- [Directions] Print the entries verbatim, leaving out the images they contain.

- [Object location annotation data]
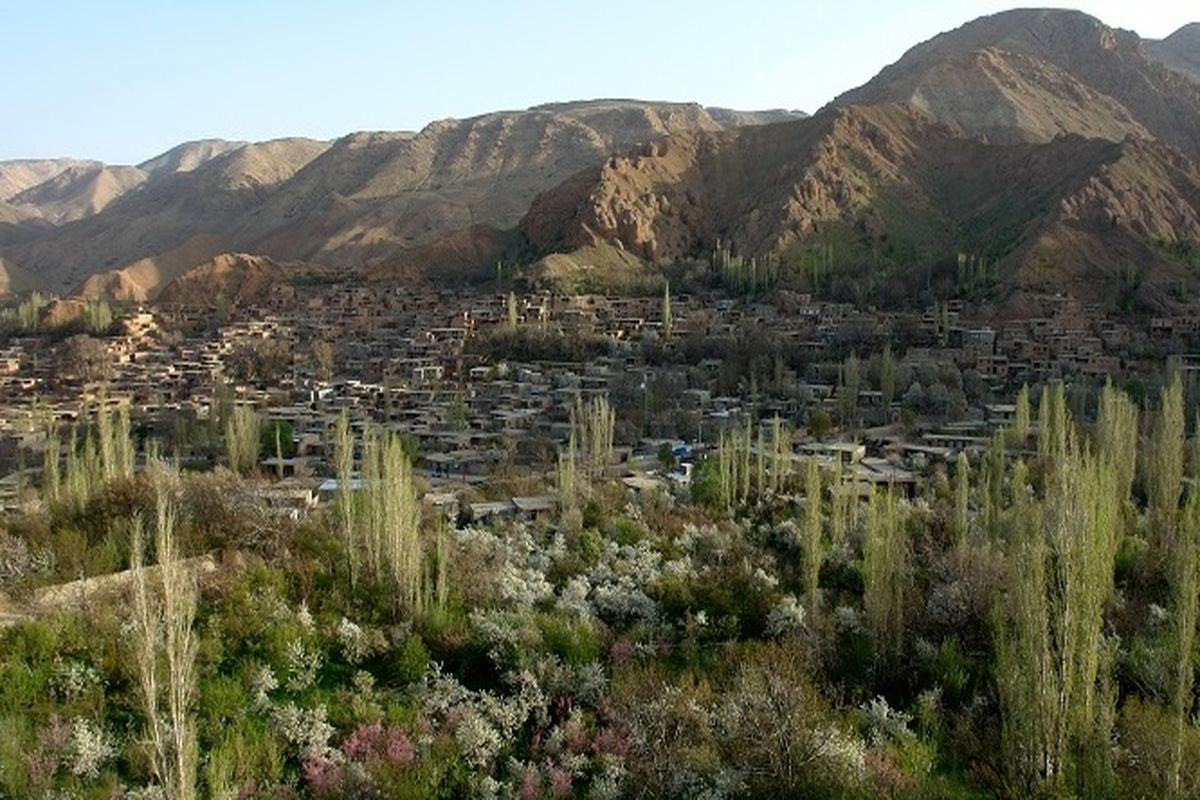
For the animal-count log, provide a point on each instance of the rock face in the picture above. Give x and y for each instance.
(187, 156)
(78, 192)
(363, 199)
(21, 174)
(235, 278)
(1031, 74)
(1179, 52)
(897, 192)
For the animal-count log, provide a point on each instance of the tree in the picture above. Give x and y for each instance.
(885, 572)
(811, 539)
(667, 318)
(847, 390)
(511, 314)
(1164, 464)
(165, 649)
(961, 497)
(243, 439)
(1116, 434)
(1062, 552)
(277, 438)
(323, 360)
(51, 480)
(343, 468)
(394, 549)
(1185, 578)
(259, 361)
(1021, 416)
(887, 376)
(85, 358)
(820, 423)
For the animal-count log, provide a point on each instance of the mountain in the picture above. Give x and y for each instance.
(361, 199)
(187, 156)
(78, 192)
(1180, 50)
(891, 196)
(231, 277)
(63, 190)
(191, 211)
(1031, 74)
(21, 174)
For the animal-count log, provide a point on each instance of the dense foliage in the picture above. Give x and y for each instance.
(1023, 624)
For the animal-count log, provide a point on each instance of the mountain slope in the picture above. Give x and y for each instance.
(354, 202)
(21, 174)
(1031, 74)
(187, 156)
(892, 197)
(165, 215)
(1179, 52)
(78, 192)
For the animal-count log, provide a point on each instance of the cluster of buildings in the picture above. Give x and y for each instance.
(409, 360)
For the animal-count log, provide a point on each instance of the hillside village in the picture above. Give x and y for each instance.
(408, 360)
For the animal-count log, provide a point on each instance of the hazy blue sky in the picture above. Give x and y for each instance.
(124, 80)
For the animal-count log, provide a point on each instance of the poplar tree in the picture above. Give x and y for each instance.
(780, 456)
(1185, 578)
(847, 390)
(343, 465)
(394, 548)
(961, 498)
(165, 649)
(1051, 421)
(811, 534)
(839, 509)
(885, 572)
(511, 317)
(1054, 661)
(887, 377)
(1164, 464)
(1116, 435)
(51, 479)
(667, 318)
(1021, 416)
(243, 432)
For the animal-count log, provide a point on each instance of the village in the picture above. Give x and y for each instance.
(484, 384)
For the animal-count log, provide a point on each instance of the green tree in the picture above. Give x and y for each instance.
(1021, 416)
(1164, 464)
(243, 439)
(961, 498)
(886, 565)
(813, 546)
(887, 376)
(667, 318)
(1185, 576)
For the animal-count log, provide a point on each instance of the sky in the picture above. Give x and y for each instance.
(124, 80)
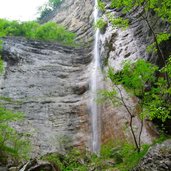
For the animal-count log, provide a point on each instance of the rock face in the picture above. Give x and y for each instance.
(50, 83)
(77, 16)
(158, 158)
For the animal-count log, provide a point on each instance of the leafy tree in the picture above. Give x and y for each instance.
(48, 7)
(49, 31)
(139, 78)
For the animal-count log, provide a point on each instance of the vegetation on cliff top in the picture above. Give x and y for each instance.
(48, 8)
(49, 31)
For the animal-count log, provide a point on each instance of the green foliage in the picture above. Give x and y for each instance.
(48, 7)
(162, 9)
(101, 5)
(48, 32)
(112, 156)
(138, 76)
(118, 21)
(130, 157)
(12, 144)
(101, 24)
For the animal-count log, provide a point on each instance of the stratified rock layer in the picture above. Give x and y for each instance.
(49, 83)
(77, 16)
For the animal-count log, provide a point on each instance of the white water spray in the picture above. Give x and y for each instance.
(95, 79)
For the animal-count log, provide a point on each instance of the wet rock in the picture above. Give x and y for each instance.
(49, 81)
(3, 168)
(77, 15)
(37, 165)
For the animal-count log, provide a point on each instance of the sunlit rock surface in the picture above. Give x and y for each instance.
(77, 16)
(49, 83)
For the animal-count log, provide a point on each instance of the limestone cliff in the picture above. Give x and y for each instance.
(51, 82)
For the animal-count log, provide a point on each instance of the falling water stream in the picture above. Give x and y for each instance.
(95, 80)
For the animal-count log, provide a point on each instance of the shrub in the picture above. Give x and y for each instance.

- [Finished task]
For the animal-count log, provide a point on each instance of the rock face in the picture above. Give x and y for each instance.
(187, 156)
(78, 192)
(363, 199)
(21, 174)
(235, 278)
(1031, 74)
(1179, 52)
(897, 192)
For the animal-count log, provide a point on each instance of the tree in the picture above. Give x and y for each instance.
(885, 572)
(811, 539)
(667, 318)
(847, 390)
(511, 314)
(1164, 464)
(165, 649)
(961, 497)
(243, 439)
(1116, 434)
(1062, 552)
(277, 438)
(323, 360)
(51, 480)
(343, 468)
(394, 549)
(1185, 578)
(259, 361)
(1021, 416)
(887, 376)
(85, 358)
(820, 423)
For the animal-count log, provide a point on each instance of the mountain in the picture above. Give x and y for each instance.
(361, 199)
(187, 156)
(78, 192)
(1180, 50)
(891, 196)
(231, 277)
(63, 190)
(191, 211)
(1031, 74)
(21, 174)
For the animal-count log, provide a point on each instance of the dense foliage in the picture above. Give x and y for each instance.
(1023, 624)
For the animal-count log, provide a point on each instance of the mountain slope in the picture above. Give x and y for each instance.
(354, 202)
(21, 174)
(1031, 74)
(187, 156)
(892, 197)
(165, 215)
(1179, 52)
(78, 192)
For the animal-count log, provide a point on each instance of the cluster of buildings in the picture above. Give x and y for each instance.
(409, 360)
For the animal-count log, provide a point on each instance of the hillside village in the picture above. Give x and y for each instance.
(408, 360)
For the animal-count log, provide a point on each instance of the hazy blue sky in the picture above. Give x and y for each instance.
(124, 80)
For the animal-count log, provide a point on each instance of the poplar tree in the picture above. Give x and y for each instance.
(780, 456)
(1185, 578)
(847, 390)
(343, 465)
(394, 548)
(961, 498)
(165, 649)
(1051, 421)
(811, 534)
(839, 509)
(885, 572)
(511, 317)
(1054, 661)
(887, 377)
(1164, 464)
(1116, 435)
(51, 479)
(667, 318)
(1021, 416)
(243, 432)
For the animal-count log, provide a point on each instance of the village in the picture above. Give x and y for each instance.
(484, 384)
For the animal-count log, provide a point on each instance of the green tree in the picture above. Give x and y for each instance.
(1021, 416)
(1164, 464)
(243, 439)
(961, 498)
(886, 565)
(813, 546)
(887, 376)
(667, 318)
(1185, 576)
For the animal-count log, provide a point on each instance of the sky in the picture above. Give x and y for each instance.
(124, 80)
For the animal-count log, provide a point on each instance of the rock face in the picture above. Give x and y for each instance.
(50, 83)
(77, 16)
(158, 158)
For the animal-count log, provide a point on each instance of the leafy tree in the picture above. Give x and y for each instance.
(48, 7)
(49, 31)
(139, 78)
For the animal-count log, provide a point on each instance of the vegetation on cliff top in the picture above. Give x and y for each instance.
(48, 8)
(49, 31)
For the animal-count log, provide a point on each instance of the green foliage in the picture above. Give x and y for each instance.
(48, 7)
(162, 9)
(101, 5)
(48, 32)
(112, 156)
(138, 76)
(118, 21)
(130, 157)
(12, 144)
(101, 24)
For the animal-count log, provide a point on each instance of the stratified rock layer in the picture above. Give x and y for each instance.
(49, 83)
(77, 16)
For the animal-count log, provide a point on each instance of the white water spray in the picture above. Give x and y for each instance.
(95, 79)
For the animal-count log, provide a point on each instance of the wet rock in the picture above. Give x and y for each instance.
(49, 81)
(3, 168)
(77, 15)
(37, 165)
For the animal-count log, provide a point on each instance of the sunlit rock surface in the picture above. Give x and y for each instance.
(77, 16)
(49, 83)
For the animal-count log, provide a point on each instance of the limestone cliff in the picture above. Give x and y for each instance.
(51, 82)
For the animal-count log, provide a point on each instance of the falling water stream in the picture above. Give x and y for each instance.
(95, 80)
For the animal-count log, provide a point on each instance of the shrub in the picture above. Give x and y for each instance.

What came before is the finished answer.